#### Listed records ####

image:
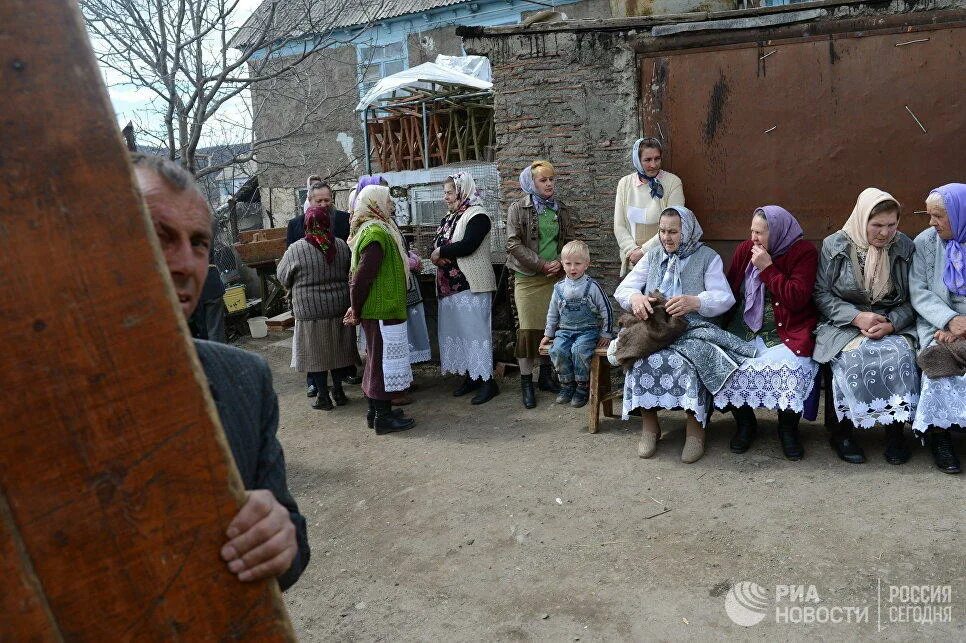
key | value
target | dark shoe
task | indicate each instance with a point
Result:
(581, 395)
(845, 445)
(385, 422)
(487, 392)
(566, 392)
(338, 396)
(897, 451)
(468, 386)
(788, 435)
(322, 402)
(941, 445)
(526, 387)
(546, 382)
(746, 431)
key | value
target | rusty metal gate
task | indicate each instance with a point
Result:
(807, 122)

####

## What to do
Present every line of the records above as a numbered list, omitting blank lines and leaving the pictures out of the answer.

## Exercise response
1. image:
2. key | value
3. target | dark shoe
4. task | indicate each instance with a point
5. Result:
6. (581, 395)
7. (845, 445)
8. (385, 422)
9. (487, 392)
10. (566, 392)
11. (338, 396)
12. (897, 451)
13. (468, 386)
14. (788, 435)
15. (322, 402)
16. (941, 445)
17. (526, 387)
18. (546, 382)
19. (746, 431)
20. key | value
21. target | rusty metal gate
22. task | indicate each instance with a point
23. Result:
24. (807, 122)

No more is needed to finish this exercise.